EXCERPT Block Start

Thursday, October 11, 2012

Smart receptors on cell surfaces

10 October 2012

Your body is a fine-tuned system of interactions between billions of cells. Each cell has tiny receptors that enable it to sense its environment, so it can adapt to new situtations. Robert Lefkowitz and Brian Kobilka are awarded the 2012 Nobel Prize in Chemistry for groundbreaking discoveries that reveal the inner workings of an important family of such receptors: G-protein–coupled receptors.

GPCR
Around 800 GPCRs are known to exist in humans and they regulate such diverse processes as smell, taste and light sensing © Science Photo Library

For a long time, it remained a mystery how cells could sense their environment. Scientists knew that hormones such as adrenalin had powerful effects: increasing blood pressure and making the heart beat faster. They suspected that cell surfaces contained some kind of recipient for hormones. But what these receptors actually consisted of and how they worked remained obscured for most of the 20th Century.

EXCERPT Block End
GIVEN ENTRIES Block Start

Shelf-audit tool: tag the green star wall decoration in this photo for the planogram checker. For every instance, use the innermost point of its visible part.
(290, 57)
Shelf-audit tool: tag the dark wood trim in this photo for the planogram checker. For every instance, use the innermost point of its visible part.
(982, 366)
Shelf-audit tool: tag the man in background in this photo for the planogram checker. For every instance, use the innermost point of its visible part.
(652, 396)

GIVEN ENTRIES Block End
GIVEN ENTRIES Block Start

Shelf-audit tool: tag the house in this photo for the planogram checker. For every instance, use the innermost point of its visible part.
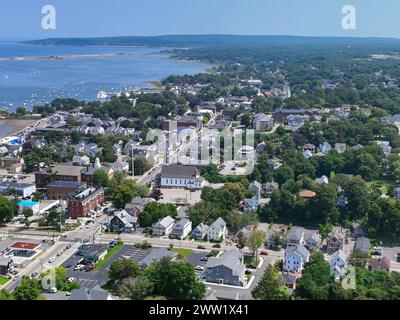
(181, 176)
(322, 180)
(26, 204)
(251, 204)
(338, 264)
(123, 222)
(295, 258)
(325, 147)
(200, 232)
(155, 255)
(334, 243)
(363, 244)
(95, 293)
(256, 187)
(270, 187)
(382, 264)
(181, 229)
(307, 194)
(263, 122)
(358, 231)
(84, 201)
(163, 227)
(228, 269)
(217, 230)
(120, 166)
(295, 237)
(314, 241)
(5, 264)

GIVEN ENTRIES Block End

EXERCISE BRIEF —
Continue the passage on cell-surface receptors, starting right after its final sentence. The items come from a separate source unrelated to the passage on cell-surface receptors.

WRITTEN ANSWER —
Lefkowitz started to use radioactivity in 1968 in order to trace cells' receptors. He attached an iodine isotope to various hormones, and thanks to the radiation, he managed to unveil several receptors, among those a receptor for adrenalin: β-adrenergic receptor. His team of researchers extracted the receptor from its hiding place in the cell wall and gained an initial understanding of how it works.

The team achieved its next big step during the 1980s. The newly recruited Kobilka accepted the challenge to isolate the gene that codes for the β-adrenergic receptor from the gigantic human genome. His creative approach allowed him to attain his goal. When the researchers analyzed the gene, they discovered that the receptor was similar to one in the eye that captures light. They realized that there is a whole family of receptors that look alike and function in the same manner.

Today this family is referred to as G-protein–coupled receptors. About a thousand genes code for such receptors, for example, for light, flavour, odour, adrenalin, histamine, dopamine and serotonin. About half of all medications achieve their effect through G-protein–coupled receptors.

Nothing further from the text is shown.